### Data extract

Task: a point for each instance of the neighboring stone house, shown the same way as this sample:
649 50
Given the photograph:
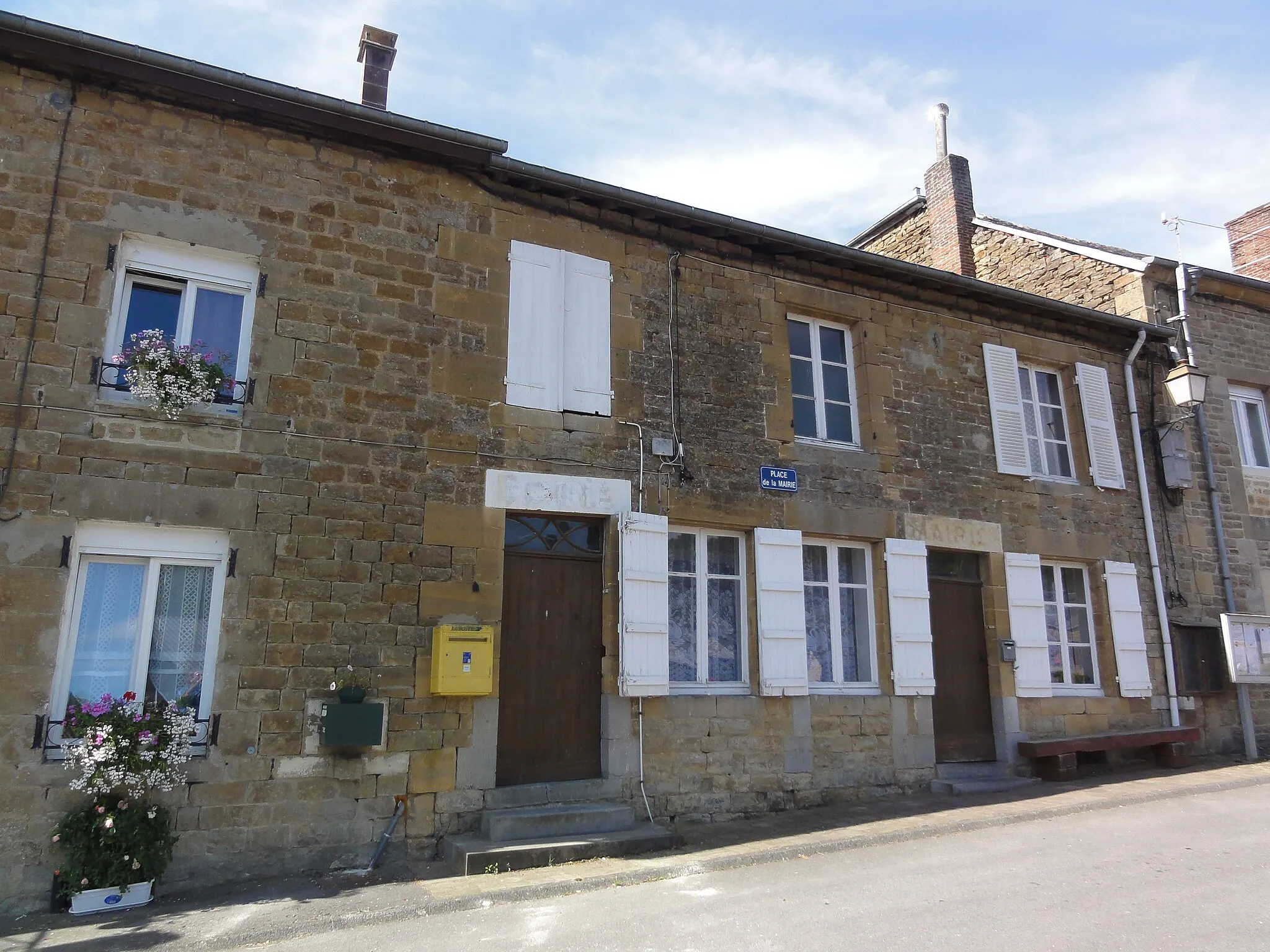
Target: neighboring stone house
477 391
1230 324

######

Task goal:
Rewrite the material above with every "stone" switched to "brick" and nothing else changed, leaving the pictures out of your answer.

Exercise output:
Task: a point for each instance of the neighboring brick house, shown the same way as this sample:
649 50
Given the photograph:
Target: neighboring brick house
477 391
1230 324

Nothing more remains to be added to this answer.